# Objectives:
1. Copy the entries word for word, starting with the line that contains "Expected: one point per instance of the jingle" and going on through the last line of the entries, with both of those lines included.
2. Write a continuation of the list of literary events of 1599, picking up after its final sentence.

# Given text:
====

This article lists notable literary events and publications in 1599.

Events
January – English poet Edmund Spenser is buried near Geoffrey Chaucer at Westminster Abbey, beginning the tradition of Poets' Corner.
Spring/Summer – The Globe Theatre is built in Southwark, at this time beyond the jurisdiction of the London city authorities, utilising material from The Theatre.
June 4 – The Bishops' Ban of 1599: Middleton's Microcynicon: Six Snarling Satires and Marston's Scourge of Villainy are publicly burned as the English ecclesiastical authorities crack down on the craze for satire in the past year. Richard Bancroft, Bishop of London and John Whitgift, Archbishop of Canterbury tighten their enforcement of existing censorship. Earlier, minor works like pamphlets and plays were being published only with the approval of the Wardens of the Stationers Company and without ecclesiastical review; this arrangement is terminated.

====

[Records excerpted from a collection]
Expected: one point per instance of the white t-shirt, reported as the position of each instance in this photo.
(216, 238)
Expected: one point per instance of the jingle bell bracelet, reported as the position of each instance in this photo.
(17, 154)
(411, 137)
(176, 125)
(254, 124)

====

# Task responses:
1.
Expected: one point per instance of the jingle bell bracelet, reported as the position of each instance in this photo.
(17, 154)
(411, 137)
(176, 125)
(254, 124)

2.
June 7 – John Day kills fellow playwright Henry Porter, allegedly in self-defence.
September 21 – The first recorded performance of Shakespeare's Julius Caesar takes place at the Globe Theatre in London, according to the Swiss traveller Thomas Platter the Younger.
Late – War of the Theatres: Satire, being prohibited in print, breaks out in the London theatres. In Histriomastix, Marston satirizes Jonson's pride through the character Chrisoganus; Jonson responds by satirizing Marstons's wordy style in Every Man out of His Humour, acted by the Lord Chamberlain's Men.
The English comic actor Will Kempe leaves the Lord Chamberlain's Men earlier in the year, probably to be replaced by the end of it by Robert Armin.
King James VI of Scotland arranges for a company of English players to erect a playhouse and perform in his country.
The first printing in England of Richard de Bury's  The Philobiblon (1345) is made by Oxford bibliophile Thomas James.

New books

Prose
George Abbot – A Brief Description of the Whole World
Mateo Alemán – Guzmán de Alfarache
John Bodenham – Wits' Theater
Roger Fenton – An Answer to William Alabaster, His Motives
Ferrante Imperato – Dell'Historia Naturale
Thomas Morley – The First Book of Consort Lessons
John Rainolds – Th'Overthrow of Stage Plays

Drama
Anonymous
A Larum for London (or c. 1602)
Sir Clyomon and Sir Clamydes published (written c. 1570)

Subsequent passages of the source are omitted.